Return each line of the records below that contains the word "green", copied in full.

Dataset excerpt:
····················

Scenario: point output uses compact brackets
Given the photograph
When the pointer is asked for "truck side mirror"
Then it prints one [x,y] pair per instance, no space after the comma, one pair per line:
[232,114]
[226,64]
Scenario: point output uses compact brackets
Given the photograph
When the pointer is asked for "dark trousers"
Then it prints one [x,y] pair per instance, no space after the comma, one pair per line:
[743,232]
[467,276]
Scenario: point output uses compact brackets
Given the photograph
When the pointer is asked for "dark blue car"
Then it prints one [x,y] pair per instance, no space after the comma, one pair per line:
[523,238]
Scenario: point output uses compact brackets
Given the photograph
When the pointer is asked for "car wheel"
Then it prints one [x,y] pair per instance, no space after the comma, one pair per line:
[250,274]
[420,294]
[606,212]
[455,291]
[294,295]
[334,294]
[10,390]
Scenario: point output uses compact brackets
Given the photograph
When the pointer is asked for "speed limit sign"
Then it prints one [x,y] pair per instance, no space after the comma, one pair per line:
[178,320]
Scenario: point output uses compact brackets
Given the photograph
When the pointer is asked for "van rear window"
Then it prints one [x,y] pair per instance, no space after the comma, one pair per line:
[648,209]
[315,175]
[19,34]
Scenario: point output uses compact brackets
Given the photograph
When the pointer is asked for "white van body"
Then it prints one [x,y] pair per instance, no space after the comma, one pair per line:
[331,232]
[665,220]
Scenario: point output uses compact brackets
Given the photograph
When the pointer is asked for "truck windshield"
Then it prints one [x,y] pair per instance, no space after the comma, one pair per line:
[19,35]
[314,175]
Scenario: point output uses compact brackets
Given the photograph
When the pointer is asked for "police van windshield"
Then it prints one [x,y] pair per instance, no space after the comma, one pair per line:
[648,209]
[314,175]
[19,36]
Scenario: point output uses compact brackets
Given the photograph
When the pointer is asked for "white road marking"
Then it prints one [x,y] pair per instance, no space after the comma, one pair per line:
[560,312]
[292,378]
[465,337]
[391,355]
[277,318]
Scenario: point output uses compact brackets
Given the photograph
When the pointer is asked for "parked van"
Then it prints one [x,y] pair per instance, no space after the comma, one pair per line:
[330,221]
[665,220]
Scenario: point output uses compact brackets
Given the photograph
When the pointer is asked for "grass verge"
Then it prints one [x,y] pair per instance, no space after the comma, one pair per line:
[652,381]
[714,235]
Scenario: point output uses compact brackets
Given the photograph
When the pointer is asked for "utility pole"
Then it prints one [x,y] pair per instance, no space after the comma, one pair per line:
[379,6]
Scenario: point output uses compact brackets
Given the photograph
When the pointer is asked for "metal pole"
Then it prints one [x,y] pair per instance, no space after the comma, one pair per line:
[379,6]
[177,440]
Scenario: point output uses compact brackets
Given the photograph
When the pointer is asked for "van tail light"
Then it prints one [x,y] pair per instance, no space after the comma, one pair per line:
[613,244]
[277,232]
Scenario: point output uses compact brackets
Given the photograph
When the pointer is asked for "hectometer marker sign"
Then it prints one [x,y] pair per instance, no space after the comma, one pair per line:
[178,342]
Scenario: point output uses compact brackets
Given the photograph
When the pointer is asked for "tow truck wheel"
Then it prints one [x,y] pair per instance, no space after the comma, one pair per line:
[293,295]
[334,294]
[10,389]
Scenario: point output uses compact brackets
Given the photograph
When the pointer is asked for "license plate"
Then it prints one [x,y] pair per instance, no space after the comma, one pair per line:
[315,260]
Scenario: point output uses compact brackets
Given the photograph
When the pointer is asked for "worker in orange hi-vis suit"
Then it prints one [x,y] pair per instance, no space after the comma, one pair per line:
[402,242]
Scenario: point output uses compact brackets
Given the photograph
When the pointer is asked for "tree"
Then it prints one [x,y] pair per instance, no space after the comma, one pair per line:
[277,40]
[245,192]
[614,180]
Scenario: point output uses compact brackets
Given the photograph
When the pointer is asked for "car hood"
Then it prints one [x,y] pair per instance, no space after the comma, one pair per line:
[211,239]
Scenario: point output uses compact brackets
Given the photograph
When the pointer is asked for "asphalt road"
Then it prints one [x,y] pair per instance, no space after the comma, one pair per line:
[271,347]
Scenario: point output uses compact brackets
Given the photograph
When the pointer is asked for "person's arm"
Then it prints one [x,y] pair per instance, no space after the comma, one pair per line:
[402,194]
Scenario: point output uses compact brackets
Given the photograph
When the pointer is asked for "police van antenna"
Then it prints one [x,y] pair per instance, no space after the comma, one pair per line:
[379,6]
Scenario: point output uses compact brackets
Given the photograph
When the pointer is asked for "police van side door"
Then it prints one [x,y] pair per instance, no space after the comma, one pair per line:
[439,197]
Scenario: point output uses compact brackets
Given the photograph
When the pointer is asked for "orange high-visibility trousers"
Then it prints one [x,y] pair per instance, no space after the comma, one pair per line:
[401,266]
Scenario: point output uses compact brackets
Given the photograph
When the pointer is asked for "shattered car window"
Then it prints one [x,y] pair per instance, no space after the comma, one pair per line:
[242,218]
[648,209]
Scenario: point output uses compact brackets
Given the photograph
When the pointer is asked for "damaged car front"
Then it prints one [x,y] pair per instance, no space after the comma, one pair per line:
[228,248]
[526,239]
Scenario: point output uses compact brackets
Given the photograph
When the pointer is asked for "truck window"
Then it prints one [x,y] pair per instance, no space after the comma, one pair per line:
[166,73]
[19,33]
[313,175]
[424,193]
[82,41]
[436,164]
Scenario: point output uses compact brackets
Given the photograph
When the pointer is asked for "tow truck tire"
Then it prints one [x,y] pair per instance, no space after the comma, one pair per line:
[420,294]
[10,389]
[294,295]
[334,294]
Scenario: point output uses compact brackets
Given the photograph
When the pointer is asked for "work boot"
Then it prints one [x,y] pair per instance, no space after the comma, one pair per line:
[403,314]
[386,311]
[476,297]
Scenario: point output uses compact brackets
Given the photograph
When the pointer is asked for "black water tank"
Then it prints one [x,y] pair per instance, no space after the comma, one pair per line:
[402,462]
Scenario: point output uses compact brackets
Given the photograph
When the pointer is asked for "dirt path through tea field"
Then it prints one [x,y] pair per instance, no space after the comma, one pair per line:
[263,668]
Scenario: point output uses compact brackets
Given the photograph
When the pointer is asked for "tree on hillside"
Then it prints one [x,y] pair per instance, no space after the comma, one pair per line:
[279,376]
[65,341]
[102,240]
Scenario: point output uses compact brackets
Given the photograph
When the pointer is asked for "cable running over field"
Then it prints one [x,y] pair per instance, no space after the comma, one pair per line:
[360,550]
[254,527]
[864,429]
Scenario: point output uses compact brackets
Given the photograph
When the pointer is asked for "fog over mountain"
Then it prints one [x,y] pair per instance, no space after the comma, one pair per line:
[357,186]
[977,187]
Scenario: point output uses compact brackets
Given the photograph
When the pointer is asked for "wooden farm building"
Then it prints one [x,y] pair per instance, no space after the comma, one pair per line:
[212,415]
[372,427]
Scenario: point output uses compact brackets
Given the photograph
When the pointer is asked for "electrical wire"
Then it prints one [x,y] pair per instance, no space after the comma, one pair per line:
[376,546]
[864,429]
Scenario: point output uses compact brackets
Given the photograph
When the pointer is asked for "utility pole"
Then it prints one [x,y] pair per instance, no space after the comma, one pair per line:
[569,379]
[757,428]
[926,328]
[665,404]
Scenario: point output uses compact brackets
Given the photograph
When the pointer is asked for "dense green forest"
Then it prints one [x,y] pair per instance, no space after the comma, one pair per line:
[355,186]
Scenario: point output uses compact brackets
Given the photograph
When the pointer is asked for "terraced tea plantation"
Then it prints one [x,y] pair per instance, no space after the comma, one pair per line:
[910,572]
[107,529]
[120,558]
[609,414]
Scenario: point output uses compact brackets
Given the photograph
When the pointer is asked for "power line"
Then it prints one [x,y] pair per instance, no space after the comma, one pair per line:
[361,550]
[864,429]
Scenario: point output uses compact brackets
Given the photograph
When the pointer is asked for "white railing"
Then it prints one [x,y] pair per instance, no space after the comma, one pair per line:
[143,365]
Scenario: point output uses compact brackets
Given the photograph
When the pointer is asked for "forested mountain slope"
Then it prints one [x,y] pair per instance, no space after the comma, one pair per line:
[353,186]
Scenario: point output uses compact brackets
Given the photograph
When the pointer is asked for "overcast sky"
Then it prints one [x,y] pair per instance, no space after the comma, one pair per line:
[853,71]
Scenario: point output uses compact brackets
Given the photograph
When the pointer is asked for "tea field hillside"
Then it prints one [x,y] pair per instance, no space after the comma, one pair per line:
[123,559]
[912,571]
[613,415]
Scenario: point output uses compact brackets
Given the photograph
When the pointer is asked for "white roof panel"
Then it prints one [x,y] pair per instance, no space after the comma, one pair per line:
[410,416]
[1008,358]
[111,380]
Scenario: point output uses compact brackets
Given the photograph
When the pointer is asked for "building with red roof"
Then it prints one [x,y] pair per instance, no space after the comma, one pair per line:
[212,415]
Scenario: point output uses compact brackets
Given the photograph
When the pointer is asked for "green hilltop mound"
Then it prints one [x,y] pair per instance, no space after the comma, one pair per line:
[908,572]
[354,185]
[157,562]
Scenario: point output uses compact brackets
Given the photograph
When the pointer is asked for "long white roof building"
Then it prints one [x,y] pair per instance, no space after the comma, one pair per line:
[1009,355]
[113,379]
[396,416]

····················

• _REPLY_:
When the pointer is asked for "dense green forest"
When the pointer is asked for "green hilltop mound"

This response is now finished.